Your task is to restate word for word the lines of the listing below that start at the one containing "Target: gold embroidery trim" and run to the end; please add nothing.

===== Given records

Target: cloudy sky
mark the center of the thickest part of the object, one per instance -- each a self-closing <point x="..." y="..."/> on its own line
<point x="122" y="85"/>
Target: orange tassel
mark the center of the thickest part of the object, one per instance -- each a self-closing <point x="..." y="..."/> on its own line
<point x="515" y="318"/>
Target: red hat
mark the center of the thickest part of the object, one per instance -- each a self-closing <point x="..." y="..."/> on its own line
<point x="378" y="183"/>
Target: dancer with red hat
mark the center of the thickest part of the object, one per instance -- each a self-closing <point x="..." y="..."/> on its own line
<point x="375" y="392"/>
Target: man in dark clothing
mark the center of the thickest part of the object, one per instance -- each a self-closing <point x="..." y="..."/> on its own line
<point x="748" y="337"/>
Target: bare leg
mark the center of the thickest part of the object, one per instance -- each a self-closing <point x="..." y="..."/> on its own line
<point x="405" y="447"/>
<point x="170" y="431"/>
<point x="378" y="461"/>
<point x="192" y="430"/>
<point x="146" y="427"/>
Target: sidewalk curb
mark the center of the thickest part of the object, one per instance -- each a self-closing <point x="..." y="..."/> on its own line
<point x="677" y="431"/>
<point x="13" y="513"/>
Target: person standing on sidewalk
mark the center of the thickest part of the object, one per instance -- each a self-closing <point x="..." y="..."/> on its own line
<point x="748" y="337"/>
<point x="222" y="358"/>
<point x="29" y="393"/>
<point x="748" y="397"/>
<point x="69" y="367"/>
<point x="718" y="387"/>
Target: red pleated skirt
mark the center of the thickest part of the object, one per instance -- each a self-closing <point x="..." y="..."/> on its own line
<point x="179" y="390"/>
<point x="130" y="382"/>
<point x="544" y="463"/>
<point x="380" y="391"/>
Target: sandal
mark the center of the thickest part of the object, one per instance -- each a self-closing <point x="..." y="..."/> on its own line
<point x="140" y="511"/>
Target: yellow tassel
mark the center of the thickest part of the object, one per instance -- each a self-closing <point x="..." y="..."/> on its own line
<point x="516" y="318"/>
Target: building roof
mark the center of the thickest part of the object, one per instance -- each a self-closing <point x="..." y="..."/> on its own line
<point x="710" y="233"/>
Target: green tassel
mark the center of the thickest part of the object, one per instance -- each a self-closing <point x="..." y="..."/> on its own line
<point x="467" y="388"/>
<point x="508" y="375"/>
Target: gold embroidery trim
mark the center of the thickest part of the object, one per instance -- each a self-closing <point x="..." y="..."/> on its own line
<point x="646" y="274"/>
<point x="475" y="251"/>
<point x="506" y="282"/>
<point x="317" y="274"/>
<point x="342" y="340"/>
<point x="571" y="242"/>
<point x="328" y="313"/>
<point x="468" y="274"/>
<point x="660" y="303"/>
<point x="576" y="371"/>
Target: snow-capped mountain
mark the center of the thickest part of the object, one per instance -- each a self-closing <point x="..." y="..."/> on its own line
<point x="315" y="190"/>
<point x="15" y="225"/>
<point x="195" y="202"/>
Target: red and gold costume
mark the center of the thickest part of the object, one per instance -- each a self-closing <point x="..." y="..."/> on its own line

==========

* [Task answer]:
Target: gold embroidery trim
mark the center of the thickest part of the object, one per instance -- each a self-closing <point x="..." y="..."/> on its own line
<point x="646" y="274"/>
<point x="475" y="251"/>
<point x="506" y="282"/>
<point x="317" y="274"/>
<point x="342" y="340"/>
<point x="571" y="242"/>
<point x="328" y="313"/>
<point x="468" y="274"/>
<point x="660" y="303"/>
<point x="576" y="371"/>
Target: snow-capped mountain
mark the center of the thickest part of the object, one per instance -- each a self-closing <point x="..." y="..."/> on its own line
<point x="315" y="190"/>
<point x="15" y="225"/>
<point x="195" y="202"/>
Target: red and gold costume
mark the center of the thickest part of the object, one per instance -- each a self-closing <point x="..." y="..."/> on its own line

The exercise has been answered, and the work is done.